Coke's Commentary on the Holy BibleCoke's Commentary



The boundaries of the land not yet conquered: the countries and cities beyond Jordan assigned to the two tribes of Reuben and Gad, and the half tribe of Manasseh, are specified.

Before Christ 1445.

Verse 1

Ver. 1. Now Joshua was old and stricken in years By assigning to Joshua the same age with Caleb, it is easy to justify what the sacred historian says; for Caleb was now eighty-five years old, ch. Joshua 14:10. Joshua, however, is commonly made to be more, for reasons drawn from the chronology of the time which elapsed from the departure out of Egypt, till the building of the temple of Solomon. See Bedford's Script. Chronol. b. v. c. 2. We suppose him, with the generality of interpreters, to have been about one hundred years of age; for, allowing him to have been forty-five when he left Egypt, if we add to them the forty years spent in the wilderness, and the seven which it took him to conquer the land of Canaan, we shall find him to be ninety-two years of age at the end of the war. Now he lived one hundred and ten years; so that, according to our supposition, he must have made the division of the country seven or eight years after the conquest. See Vignoles, tom. 1: p. 1-16.

And the Lord said unto him, Thou art old, &c.— It is evident that Joshua meditated new conquests: to divert him from which, God leads him to reflect on his great age; as if he had said, "Although a part of the country which I promised to give unto my people remains still to be conquered, yet it is time to make a division of the whole. If this people keep my covenant, I will fully perform my promises; but, in the mean time, it is proper to exercise their faith, and try their submission." God had never promised Joshua that he should conquer the whole land of Canaan; but only, that he should bring his people into it, Deu 31:23 and divide its territories among them, ch. Joshua 1:6. On the one hand, his great age no longer allowed him to bear the fatigues of war; and, on the other, it invited him to a speedy division of the country among the children of Israel, in order to prevent, by his authority, all contest and ground of discontent among them.

DATA RECORDS:
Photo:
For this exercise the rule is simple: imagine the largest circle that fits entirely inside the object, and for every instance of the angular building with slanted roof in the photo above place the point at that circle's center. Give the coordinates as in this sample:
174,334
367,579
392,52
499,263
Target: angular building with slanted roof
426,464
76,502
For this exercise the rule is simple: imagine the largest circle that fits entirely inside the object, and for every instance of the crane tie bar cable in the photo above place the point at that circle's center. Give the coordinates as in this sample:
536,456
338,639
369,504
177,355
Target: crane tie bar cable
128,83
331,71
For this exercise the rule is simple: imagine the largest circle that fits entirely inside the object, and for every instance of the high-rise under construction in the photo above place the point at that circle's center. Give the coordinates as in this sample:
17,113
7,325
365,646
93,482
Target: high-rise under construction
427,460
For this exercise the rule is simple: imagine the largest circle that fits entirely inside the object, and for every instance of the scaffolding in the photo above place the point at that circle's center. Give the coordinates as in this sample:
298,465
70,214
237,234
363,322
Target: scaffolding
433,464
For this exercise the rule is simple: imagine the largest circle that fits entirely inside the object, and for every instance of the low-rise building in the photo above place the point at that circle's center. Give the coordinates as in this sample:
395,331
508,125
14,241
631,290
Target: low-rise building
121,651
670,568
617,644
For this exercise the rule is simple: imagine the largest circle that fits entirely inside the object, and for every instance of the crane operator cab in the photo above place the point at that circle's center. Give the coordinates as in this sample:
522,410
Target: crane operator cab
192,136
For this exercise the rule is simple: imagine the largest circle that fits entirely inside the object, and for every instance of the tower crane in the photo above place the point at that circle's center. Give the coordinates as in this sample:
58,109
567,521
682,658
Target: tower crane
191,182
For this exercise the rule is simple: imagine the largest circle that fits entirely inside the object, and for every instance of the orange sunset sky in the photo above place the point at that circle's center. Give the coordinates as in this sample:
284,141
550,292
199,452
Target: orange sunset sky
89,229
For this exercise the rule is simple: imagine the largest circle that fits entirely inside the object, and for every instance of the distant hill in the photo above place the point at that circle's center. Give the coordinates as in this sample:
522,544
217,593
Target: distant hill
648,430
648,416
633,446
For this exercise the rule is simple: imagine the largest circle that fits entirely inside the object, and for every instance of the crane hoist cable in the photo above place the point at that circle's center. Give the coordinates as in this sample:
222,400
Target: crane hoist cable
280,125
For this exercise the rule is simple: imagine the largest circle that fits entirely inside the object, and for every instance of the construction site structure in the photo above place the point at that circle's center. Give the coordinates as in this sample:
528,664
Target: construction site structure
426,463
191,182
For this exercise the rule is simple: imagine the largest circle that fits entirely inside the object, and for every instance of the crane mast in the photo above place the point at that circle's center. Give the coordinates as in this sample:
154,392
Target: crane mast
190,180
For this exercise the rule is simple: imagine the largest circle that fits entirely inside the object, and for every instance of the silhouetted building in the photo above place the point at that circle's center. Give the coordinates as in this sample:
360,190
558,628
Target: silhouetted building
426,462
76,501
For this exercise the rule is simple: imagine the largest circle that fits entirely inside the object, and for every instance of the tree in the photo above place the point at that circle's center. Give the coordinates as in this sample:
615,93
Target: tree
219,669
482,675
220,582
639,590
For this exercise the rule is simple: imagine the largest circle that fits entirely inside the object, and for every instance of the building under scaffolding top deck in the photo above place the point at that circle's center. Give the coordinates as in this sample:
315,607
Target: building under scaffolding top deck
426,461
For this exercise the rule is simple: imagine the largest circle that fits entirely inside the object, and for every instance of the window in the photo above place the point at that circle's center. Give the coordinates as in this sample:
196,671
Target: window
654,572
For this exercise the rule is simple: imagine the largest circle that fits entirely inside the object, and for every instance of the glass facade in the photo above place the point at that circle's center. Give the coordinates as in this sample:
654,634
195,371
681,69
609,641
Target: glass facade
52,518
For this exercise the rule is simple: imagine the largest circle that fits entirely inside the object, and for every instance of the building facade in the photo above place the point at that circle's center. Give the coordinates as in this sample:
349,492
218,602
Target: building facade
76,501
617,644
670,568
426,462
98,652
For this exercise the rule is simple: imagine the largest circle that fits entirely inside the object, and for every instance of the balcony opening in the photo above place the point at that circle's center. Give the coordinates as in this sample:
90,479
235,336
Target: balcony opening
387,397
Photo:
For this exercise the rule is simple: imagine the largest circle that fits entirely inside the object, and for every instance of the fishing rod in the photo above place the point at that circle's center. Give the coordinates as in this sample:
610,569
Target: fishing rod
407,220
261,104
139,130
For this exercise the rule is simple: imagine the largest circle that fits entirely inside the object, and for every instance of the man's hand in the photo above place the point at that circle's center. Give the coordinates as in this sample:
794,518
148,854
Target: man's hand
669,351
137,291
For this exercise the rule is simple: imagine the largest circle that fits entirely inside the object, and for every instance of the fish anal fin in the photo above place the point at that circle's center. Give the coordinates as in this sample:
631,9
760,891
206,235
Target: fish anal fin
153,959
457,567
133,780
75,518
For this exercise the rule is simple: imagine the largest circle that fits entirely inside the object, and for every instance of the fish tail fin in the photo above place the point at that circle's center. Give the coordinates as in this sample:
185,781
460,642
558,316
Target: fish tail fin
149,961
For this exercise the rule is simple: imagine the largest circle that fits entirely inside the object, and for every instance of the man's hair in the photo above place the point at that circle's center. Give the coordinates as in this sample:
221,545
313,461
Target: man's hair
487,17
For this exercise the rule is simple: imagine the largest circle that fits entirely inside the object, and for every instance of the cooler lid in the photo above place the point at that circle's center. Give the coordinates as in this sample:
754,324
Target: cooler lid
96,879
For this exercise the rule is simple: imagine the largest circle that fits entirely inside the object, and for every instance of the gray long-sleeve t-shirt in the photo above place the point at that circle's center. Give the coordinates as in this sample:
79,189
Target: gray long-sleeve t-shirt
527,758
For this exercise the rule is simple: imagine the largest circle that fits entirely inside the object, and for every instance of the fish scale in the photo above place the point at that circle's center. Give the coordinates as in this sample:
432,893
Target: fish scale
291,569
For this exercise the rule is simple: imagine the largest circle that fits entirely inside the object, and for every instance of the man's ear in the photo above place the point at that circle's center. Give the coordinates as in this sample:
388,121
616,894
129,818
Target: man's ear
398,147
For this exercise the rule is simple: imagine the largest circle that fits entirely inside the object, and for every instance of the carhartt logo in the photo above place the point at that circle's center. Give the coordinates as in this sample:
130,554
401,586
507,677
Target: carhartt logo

AIM: Can you carry on the commentary on Joshua's old age and the division of the land, picking up right after its last sentence?

WRITTEN RESPONSE:
Verse 2

Ver. 2. This is the land that yet remaineth; all the borders of the Philistines i.e. The country which they kept upon the sea-coast, to the south-west of the land of Canaan. See ch. Joshua 22:10-11.

And all Geshuri This name was given to a city and region situate on the north-east of the Holy Land, toward mount Hermon. Both of them fell to the lot of the tribe of Manasseh, Deuteronomy 3:14.Joshua 12:5; Joshua 12:5. It should, however, be observed, that there was another country of Geshuri, on the south of the land of Canaan, towards Egypt, the inhabitants of which country are sometimes joined with the Amalekites. It was they who tried David's valour; 1 Samuel 27:10; 1 Samuel 30:20. There was a third city of Geshuri in Syria, the king of which protected Absalom his son-in-law, 2 Samuel 3:3; 2 Samuel 13:37; 2Sa 15:8 and which appears to have been not far from the land of Geshuri situate in the tribe of Manasseh, 1 Chronicles 2:23.

Verse 3

Ver. 3. From Sihor, which is before Egypt Here the sacred historian, intending, in a particular manner, to describe the extent of the country of the Philistines, fixes its northern limits at the river Sihor, which, it is generally thought, was only the Pelusiack branch of the Nile. See on Numbers 34:5.

Le Clerc, Calmet, Mills, Bishop Clayton, and many others, are of this opinion.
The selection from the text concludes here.